--- START ---

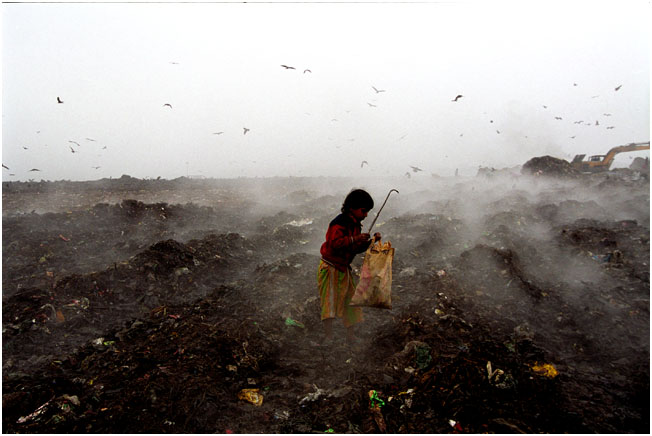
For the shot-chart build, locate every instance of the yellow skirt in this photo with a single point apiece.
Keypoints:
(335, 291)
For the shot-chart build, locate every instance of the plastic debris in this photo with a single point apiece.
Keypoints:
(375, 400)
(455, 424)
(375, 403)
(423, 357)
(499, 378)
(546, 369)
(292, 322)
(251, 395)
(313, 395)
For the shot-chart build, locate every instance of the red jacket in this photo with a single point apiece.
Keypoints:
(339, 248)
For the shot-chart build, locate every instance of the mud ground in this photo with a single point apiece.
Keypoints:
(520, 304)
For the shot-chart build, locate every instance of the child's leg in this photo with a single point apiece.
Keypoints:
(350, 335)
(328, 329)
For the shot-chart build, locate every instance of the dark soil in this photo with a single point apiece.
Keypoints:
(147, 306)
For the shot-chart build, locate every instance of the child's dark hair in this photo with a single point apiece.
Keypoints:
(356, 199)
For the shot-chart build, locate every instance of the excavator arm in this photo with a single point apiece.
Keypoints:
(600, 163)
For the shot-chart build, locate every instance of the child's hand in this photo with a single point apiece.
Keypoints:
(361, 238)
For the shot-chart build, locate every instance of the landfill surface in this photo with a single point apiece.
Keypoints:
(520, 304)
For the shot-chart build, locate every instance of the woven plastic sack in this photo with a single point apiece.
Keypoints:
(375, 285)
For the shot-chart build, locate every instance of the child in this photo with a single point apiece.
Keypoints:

--- END ---

— ASSIGNMENT —
All entries above must be printed again verbatim, with images excluded.

— REPLY —
For the shot-chart build, locate every instance of the yellow skirt in this photo with a single point apiece.
Keypoints:
(335, 291)
For the shot-chart build, locate every instance of the plastic debris in this photo with a single point apiece.
Keypoints:
(375, 400)
(455, 424)
(375, 403)
(423, 357)
(499, 378)
(546, 369)
(292, 322)
(251, 395)
(313, 395)
For the shot-chart build, locate every instance of the red jacket in this photo with a single point apiece.
Keypoints:
(339, 248)
For the shot-chart build, locate every instance of the mud ground in this photo with a single point apiece.
Keypoints:
(520, 304)
For the shot-chart build, locate every instance of the child's leg in this photo with a single point apiece.
Keypoints:
(350, 335)
(328, 329)
For the shot-chart build, locate every instance of the dark soil in this photo with a single point apiece.
Keypoints:
(147, 306)
For the shot-chart build, locate every instance of the child's dark hair in this photo with a single point apiece.
Keypoints:
(356, 199)
For the shot-chart build, locate every instance of the excavator arm in this photo with a single point apiece.
Keypoints:
(600, 163)
For the shot-chart build, locate every instance of the child's hand in this photo with a single point apiece.
Keypoints:
(361, 238)
For the shot-chart build, locate every instance of the landfill surface in this photo with a single point apiece.
Keypoints:
(520, 304)
For the shot-chart build, locate every instance of the woven plastic sack in this photo with a single point apiece.
Keypoints:
(375, 285)
For the shot-chart build, locate every instance of the child in this photo with a single point apiece.
Keypoints:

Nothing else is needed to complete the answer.